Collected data
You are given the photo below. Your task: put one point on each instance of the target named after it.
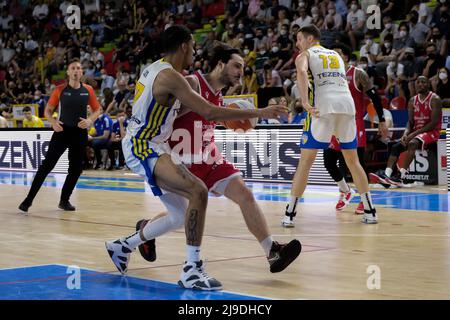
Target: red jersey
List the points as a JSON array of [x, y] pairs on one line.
[[358, 95], [422, 112], [202, 139]]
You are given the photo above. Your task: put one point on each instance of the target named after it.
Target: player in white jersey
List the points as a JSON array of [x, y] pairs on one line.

## WHAT THE TASK REQUIRES
Make an exact copy of every entry above, minus the images.

## RESPONSE TO THIS EXERCISE
You are given the photo below. Your task: put one point on each instance of the target named after it.
Target: red jersey
List the points as a JSON array of [x, y] pairs on one line.
[[358, 95], [422, 112], [202, 139]]
You are given the photo above. Your task: put one point on each instance of the target named after it.
Target: player in white jersey
List the points as a JSON array of [x, y] pairs on one line.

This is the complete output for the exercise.